* Excerpt *
◇ ◇ ◇ ◇
FC Mülheim
- Full name: 1.FC Mülheim-Styrum 1923 e.V.
- Nickname: Die Löwen (the Lions)
- Founded: 24 June 1923
- Ground: Städt. Sportanlage Moritzstraße.
- League: Bezirksliga Niederrhein Gruppe 6 (VII) season = 2023-24
- 6th
| Home colours | Away colours |

= 1. FC Mülheim =

German football club

FC Mülheim is a German association football club based in Mülheim an der Ruhr, North Rhine-Westphalia.

==History==
Spielvereinigung Oberhausen und Styrum was established through the union of a number of local sports clubs including Styrumer Spielverein 08, Styrum 08 and Oberhausener Spielverein. An attempt to form a football side within the association led to the creation of an independent club, Erster Fußballclub Mülheim-Ruhr-Styrum, in July 1923. The team began play in the Westdeutschen Spielverband over the objections of its parent.
◇ ◇ ◇ ◇
* Information supplied *
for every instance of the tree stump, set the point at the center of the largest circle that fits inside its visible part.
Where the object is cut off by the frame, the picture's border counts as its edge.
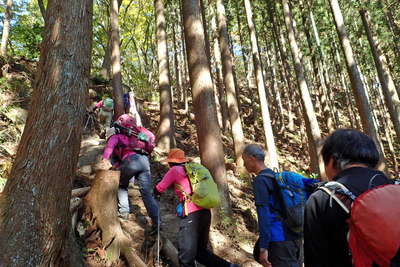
◇ ◇ ◇ ◇
* Problems to solve *
1) List the local sports clubs that the FC Mülheim article names as joining to form Spielvereinigung Oberhausen und Styrum.
2) Reproduce the stretch of the FC Mülheim article from "- Founded: 24" through "of its parent.".
The material plays no part in this work.

* Results of the exercise *
1)
Styrumer Spielverein 08
Styrum 08
Oberhausener Spielverein

2)
- Founded: 24 June 1923
- Ground: Städt. Sportanlage Moritzstraße.
- League: Bezirksliga Niederrhein Gruppe 6 (VII) season = 2023-24
- 6th
| Home colours | Away colours |

= 1. FC Mülheim =

German football club

FC Mülheim is a German association football club based in Mülheim an der Ruhr, North Rhine-Westphalia.

==History==
Spielvereinigung Oberhausen und Styrum was established through the union of a number of local sports clubs including Styrumer Spielverein 08, Styrum 08 and Oberhausener Spielverein. An attempt to form a football side within the association led to the creation of an independent club, Erster Fußballclub Mülheim-Ruhr-Styrum, in July 1923. The team began play in the Westdeutschen Spielverband over the objections of its parent.